Excerpts from a dataset:
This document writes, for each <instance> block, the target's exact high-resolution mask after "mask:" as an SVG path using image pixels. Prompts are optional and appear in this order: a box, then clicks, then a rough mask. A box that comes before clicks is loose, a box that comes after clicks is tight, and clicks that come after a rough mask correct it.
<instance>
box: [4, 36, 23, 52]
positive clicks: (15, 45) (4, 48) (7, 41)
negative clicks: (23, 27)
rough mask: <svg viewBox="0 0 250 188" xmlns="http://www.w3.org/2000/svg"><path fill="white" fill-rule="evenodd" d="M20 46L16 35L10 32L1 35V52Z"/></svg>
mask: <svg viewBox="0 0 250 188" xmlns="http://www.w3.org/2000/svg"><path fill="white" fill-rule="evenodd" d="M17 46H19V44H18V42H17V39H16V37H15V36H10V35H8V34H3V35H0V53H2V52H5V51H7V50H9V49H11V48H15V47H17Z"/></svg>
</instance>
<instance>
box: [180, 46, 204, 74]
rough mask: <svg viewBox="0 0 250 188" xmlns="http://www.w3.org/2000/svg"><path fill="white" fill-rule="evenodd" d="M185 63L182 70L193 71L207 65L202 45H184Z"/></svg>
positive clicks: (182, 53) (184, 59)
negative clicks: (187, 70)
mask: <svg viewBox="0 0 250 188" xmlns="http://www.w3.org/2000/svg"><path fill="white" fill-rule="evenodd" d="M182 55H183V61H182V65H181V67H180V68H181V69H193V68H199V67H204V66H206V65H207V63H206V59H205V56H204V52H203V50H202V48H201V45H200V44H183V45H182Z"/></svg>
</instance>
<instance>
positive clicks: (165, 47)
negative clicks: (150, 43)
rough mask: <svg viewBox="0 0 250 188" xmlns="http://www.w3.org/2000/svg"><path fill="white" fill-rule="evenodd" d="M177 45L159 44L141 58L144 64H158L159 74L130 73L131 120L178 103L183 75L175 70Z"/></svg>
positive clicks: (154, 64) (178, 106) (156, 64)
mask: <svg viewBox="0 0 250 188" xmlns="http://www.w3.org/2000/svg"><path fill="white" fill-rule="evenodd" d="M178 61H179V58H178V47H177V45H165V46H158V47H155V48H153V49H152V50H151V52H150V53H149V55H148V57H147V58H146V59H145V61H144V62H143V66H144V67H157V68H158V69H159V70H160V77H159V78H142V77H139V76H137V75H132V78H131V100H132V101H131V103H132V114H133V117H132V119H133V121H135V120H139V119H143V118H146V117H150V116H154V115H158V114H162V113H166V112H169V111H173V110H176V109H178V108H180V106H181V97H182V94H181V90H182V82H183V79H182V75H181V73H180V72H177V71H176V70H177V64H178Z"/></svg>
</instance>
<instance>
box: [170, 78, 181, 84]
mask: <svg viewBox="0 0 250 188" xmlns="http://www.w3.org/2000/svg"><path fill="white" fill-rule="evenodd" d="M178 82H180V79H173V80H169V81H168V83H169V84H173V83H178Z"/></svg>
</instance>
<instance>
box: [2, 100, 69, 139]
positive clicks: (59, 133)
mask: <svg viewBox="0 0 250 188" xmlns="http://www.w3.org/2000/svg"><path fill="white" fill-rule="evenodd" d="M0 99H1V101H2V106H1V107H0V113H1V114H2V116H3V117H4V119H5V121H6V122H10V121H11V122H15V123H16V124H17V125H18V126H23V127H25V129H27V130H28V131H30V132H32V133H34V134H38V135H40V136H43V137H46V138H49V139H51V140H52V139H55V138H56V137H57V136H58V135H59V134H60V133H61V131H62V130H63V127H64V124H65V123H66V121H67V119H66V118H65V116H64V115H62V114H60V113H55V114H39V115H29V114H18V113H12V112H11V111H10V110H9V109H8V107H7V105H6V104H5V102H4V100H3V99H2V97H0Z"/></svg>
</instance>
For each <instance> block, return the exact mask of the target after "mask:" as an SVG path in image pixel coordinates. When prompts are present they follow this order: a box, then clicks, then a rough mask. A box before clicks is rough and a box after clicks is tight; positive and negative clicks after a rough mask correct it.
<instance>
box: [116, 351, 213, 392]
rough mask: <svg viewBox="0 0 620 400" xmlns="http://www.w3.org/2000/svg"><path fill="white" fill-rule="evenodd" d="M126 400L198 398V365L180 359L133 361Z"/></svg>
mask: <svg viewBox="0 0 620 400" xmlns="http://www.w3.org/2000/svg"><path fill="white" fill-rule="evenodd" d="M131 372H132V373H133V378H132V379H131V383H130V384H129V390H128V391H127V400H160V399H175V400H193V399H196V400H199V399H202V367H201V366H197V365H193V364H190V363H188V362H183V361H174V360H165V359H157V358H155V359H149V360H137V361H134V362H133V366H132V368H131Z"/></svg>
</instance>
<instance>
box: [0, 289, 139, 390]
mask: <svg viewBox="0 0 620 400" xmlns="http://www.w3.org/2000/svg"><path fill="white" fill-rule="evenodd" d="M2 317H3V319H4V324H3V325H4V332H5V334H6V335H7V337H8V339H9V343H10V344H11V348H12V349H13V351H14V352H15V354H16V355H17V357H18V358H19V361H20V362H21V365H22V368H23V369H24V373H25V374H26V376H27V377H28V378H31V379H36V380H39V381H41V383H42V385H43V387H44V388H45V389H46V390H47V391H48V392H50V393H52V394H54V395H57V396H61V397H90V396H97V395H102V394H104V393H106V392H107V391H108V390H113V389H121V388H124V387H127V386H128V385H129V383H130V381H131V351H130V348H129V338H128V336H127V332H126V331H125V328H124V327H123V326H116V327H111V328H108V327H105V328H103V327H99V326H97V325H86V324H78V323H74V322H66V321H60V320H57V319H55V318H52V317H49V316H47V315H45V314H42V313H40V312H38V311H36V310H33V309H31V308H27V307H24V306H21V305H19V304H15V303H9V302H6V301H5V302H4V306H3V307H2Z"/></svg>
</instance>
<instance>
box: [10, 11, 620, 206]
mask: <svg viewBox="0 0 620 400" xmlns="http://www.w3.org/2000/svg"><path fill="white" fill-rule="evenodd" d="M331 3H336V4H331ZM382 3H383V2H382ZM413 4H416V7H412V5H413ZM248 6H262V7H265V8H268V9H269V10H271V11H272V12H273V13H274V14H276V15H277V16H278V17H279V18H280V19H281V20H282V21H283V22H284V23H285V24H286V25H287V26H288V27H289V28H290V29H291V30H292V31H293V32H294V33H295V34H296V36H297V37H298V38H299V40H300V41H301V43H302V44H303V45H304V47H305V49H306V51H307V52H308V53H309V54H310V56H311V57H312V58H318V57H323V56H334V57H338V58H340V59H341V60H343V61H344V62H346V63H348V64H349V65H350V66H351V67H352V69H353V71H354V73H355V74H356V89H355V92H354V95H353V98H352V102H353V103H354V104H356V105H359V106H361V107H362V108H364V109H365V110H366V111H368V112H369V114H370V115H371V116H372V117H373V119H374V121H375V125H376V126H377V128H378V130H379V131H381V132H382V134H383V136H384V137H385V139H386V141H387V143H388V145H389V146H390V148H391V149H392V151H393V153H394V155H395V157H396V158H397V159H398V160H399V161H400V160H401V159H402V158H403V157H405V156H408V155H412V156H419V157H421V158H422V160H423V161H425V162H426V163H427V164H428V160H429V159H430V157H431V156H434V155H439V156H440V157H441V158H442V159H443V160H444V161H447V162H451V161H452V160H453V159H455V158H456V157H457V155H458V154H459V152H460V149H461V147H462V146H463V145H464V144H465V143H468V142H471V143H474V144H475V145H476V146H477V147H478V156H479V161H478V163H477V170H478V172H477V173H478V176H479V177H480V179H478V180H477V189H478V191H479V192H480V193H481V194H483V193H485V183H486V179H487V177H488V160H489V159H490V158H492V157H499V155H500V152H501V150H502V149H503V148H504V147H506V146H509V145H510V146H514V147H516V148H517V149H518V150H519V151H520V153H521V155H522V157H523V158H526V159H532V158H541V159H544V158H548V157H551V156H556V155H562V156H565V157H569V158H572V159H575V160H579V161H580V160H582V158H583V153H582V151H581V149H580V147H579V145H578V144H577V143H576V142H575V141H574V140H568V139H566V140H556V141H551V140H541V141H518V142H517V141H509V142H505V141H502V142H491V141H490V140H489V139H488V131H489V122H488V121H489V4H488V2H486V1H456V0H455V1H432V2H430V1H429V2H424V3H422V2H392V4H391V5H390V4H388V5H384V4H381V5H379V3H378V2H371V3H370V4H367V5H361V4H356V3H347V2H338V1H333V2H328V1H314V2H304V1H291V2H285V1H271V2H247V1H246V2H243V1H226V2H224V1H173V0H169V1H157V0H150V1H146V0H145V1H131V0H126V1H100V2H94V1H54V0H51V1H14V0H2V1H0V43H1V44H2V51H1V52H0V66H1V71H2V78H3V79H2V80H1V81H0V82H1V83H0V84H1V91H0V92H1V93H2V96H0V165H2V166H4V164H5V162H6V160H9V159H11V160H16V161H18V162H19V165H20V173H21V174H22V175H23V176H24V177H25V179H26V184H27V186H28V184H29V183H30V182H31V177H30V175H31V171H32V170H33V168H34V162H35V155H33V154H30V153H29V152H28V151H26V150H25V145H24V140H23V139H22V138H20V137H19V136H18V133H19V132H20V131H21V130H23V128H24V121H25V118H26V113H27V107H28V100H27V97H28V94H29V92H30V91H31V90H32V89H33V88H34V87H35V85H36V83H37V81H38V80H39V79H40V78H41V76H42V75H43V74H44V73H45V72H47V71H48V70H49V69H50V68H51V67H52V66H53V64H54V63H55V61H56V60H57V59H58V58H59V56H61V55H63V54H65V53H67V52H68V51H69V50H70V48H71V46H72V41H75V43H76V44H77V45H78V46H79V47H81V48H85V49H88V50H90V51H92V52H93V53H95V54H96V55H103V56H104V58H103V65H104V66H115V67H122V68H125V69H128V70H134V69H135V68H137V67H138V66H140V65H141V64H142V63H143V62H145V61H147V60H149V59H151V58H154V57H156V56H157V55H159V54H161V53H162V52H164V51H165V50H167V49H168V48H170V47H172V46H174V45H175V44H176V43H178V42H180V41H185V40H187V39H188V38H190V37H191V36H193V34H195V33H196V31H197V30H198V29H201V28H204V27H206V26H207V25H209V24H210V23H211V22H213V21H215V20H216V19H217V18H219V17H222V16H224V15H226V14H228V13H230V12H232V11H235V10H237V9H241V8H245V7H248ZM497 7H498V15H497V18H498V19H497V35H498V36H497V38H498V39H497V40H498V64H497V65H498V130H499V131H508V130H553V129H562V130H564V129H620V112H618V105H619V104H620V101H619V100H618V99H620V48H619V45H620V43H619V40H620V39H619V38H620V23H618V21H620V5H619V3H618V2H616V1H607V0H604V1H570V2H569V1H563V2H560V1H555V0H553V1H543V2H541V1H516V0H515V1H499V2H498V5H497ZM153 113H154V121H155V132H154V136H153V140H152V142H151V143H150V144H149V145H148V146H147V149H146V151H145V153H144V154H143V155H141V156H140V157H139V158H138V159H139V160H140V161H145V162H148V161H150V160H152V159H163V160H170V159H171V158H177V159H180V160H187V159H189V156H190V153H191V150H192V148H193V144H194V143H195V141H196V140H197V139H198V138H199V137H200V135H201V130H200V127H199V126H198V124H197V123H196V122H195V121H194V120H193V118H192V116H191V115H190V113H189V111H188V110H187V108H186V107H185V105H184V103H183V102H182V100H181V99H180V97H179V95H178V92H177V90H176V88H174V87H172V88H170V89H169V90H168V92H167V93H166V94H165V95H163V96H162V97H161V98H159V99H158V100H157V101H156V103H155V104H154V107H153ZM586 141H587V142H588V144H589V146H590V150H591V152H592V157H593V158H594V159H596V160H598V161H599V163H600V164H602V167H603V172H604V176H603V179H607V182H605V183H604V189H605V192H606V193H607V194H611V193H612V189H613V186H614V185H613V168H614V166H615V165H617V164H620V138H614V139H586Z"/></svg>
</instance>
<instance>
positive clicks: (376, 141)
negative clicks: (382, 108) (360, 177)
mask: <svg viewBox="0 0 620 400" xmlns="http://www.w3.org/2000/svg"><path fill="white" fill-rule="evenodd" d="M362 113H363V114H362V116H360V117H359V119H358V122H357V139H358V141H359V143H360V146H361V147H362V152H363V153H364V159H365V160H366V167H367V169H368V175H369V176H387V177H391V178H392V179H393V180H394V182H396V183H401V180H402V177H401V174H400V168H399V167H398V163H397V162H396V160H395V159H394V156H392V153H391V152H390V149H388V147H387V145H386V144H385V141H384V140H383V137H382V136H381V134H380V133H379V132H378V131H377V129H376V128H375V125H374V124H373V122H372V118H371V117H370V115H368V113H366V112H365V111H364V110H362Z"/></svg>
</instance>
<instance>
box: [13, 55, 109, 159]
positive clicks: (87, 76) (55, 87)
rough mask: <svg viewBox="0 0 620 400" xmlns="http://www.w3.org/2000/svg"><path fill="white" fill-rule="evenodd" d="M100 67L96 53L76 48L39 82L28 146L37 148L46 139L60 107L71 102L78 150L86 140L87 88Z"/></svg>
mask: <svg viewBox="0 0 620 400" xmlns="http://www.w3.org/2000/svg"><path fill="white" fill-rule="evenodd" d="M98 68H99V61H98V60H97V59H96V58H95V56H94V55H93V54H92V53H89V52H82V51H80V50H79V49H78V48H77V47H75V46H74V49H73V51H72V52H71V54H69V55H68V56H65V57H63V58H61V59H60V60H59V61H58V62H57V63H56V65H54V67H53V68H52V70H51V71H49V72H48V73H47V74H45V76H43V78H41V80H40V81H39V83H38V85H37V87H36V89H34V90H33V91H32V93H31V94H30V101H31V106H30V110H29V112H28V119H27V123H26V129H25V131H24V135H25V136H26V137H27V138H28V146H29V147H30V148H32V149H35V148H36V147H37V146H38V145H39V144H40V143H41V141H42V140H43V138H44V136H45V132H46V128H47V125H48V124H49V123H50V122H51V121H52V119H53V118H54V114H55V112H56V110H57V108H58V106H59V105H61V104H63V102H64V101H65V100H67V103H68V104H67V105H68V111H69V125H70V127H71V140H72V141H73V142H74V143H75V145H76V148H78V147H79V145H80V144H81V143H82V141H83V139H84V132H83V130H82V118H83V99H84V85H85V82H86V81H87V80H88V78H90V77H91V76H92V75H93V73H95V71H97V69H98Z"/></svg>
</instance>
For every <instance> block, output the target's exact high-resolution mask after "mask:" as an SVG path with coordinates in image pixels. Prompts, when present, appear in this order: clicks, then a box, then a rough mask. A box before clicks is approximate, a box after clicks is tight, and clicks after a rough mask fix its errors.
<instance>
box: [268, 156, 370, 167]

> What to do
Reproduce exactly every line that sits between the start of the entries and the line bearing "box: [180, 46, 204, 74]", counting both of those lines.

> Your response
This document writes, for each <instance> block, the target's exact high-resolution mask after "mask:" as an SVG path using image pixels. Prompts are optional and appear in this order: a box, then clicks, then a rough mask. A box that comes before clicks is loose, a box that comes after clicks is tight, and clicks that come after a rough mask correct it.
<instance>
box: [4, 36, 23, 52]
positive clicks: (15, 45) (4, 48) (7, 41)
negative clicks: (23, 27)
rough mask: <svg viewBox="0 0 250 188" xmlns="http://www.w3.org/2000/svg"><path fill="white" fill-rule="evenodd" d="M20 46L16 35L10 32L1 35V52Z"/></svg>
mask: <svg viewBox="0 0 250 188" xmlns="http://www.w3.org/2000/svg"><path fill="white" fill-rule="evenodd" d="M17 46H19V44H18V42H17V39H16V37H15V36H10V35H8V34H3V35H0V53H2V52H5V51H7V50H9V49H11V48H15V47H17Z"/></svg>
</instance>
<instance>
box: [180, 46, 204, 74]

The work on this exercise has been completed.